In the passage on Punjab National Bank's fundraising below, repeat word for word the portion starting at "Besides, Rao said, the" and ending at "15,967.49 crore earlier.".

• Provided passage:
↓↓↓

He added that the provisioning requirements will go down once the assets are transferred from the books of the banks to that of the bad bank. “The balance sheet will look more clean and we will have a more realistic understanding of capital adequacy,” he said.

Fund chase

State-owned PNB said it planned to raise Rs 3,200 crore from share sale during the current quarter to enhance its capital base. The bank has raised Rs 3,788.04 crore from qualified institutional placement (QIP) in December following which the government holding in the bank came down to 76.87 per cent from 85.59 per cent.

The bank had taken an approval to raise Rs 14,000 crore through a mix of equity and debt. According to the plan, the bank decided to raise Rs 3,000 crore from AT-1 bonds, Rs 4,000 crore from Tier-II bonds and Rs 7,000 crore from QIPs.

“We have already taken Rs 4,000 crore from Tier-II and Rs 3,788 crore through QIPs at the end of December. In January, we have taken AT-1 of another Rs 500 crore. So, I am very confident that the remaining Rs 2,500 crore of additional Tier-1 bonds will be garnered before March 31,” Rao said.

“We are also looking at going for the QIP again for the remaining Rs 3,200 crore to be acquired from the market at an appropriate time... it could be in this fiscal also,” he added.

PNB has reported a standalone net profit of Rs 506.03 crore for the December quarter of 2020.

However, he said, the current level of capital adequacy ratio is sufficient to take care of not only the requirement in the month of March 2021 but also during the next financial year.

Besides, Rao said, the bank has sold some of the non-core assets, including the sale of its holding in UTI Mutual Fund.

PNB on Friday reported a standalone net profit of Rs 506.03 crore for the December quarter on the back of a reduction in bad assets. It had posted a net loss of Rs 492.28 crore in the year-ago period. Total income in the quarter under review rose to Rs 23,298.53 crore against Rs 15,967.49 crore earlier.

On the outlook, Rao said, the bank expects to close the current financial year with annual profit of Rs 2,000 crore.

↑↑↑

• Given data:
↓↓↓

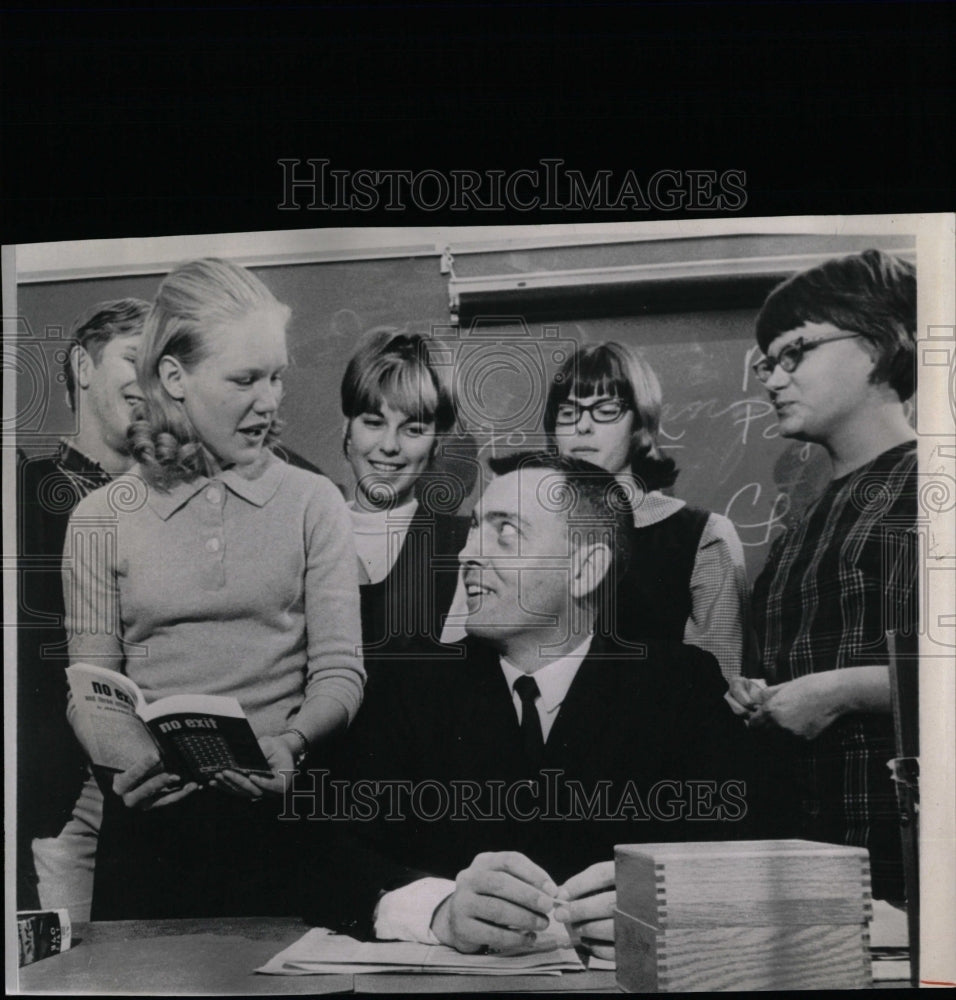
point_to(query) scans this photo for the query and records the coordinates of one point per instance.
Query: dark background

↑↑↑
↓↓↓

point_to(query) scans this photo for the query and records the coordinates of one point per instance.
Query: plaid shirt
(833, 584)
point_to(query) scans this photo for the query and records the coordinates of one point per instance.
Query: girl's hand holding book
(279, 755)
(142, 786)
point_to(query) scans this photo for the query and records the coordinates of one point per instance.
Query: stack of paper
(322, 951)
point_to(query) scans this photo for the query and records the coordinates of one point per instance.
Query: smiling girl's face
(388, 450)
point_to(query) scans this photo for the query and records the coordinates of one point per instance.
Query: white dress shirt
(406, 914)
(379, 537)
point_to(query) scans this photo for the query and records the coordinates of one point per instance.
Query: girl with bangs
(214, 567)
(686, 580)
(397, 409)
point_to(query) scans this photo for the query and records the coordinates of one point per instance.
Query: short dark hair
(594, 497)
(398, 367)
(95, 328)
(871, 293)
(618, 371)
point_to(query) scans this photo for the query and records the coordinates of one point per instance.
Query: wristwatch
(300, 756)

↑↑↑
↓↓↓

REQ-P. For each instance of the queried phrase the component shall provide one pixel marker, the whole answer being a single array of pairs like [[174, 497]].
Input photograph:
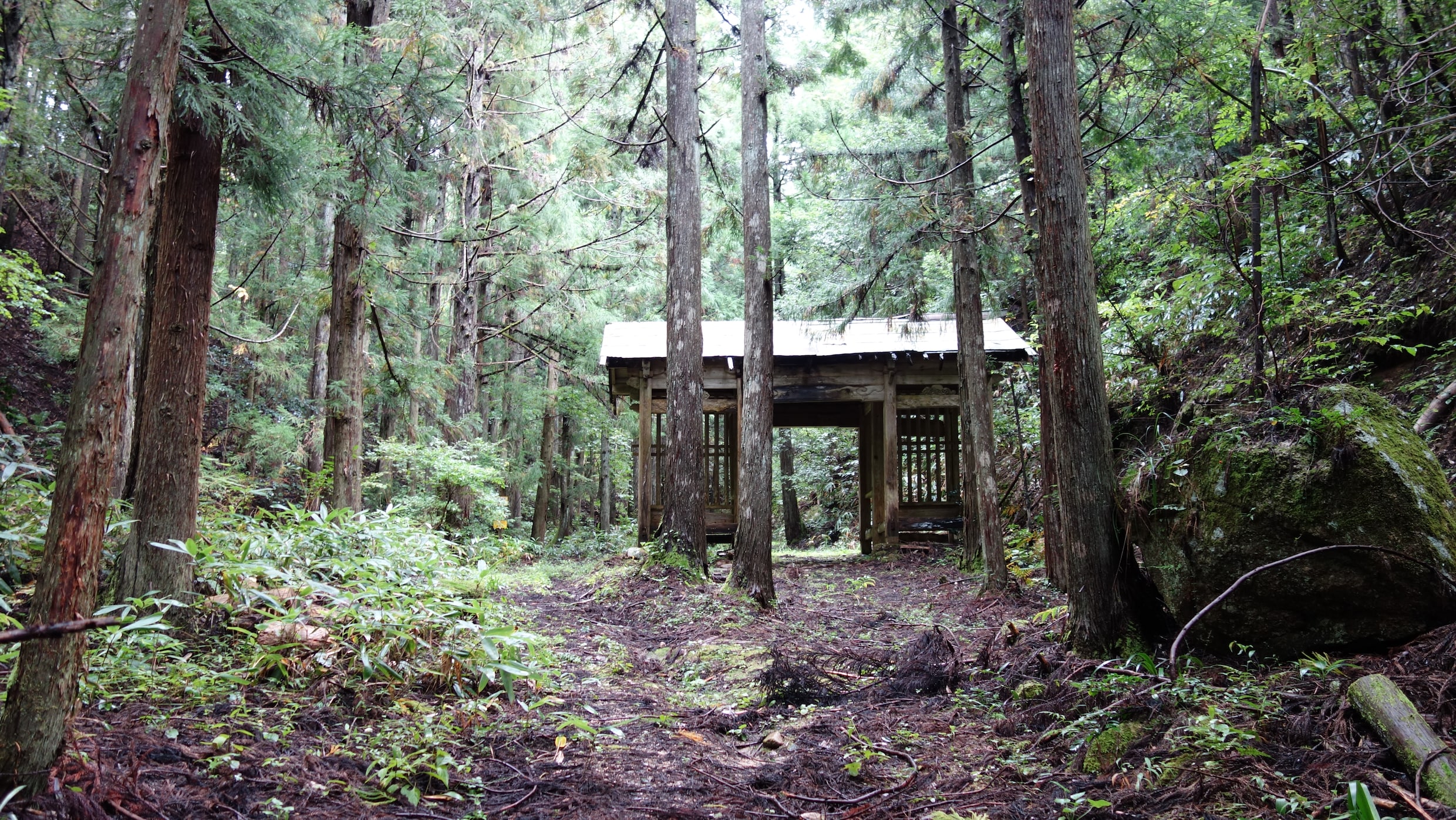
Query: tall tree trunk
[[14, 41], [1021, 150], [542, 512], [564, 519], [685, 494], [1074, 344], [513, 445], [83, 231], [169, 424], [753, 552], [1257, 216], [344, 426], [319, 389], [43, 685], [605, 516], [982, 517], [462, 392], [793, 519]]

↑↑↑

• Written solution:
Besides, Rao said, the bank has sold some of the non-core assets, including the sale of its holding in UTI Mutual Fund.

PNB on Friday reported a standalone net profit of Rs 506.03 crore for the December quarter on the back of a reduction in bad assets. It had posted a net loss of Rs 492.28 crore in the year-ago period. Total income in the quarter under review rose to Rs 23,298.53 crore against Rs 15,967.49 crore earlier.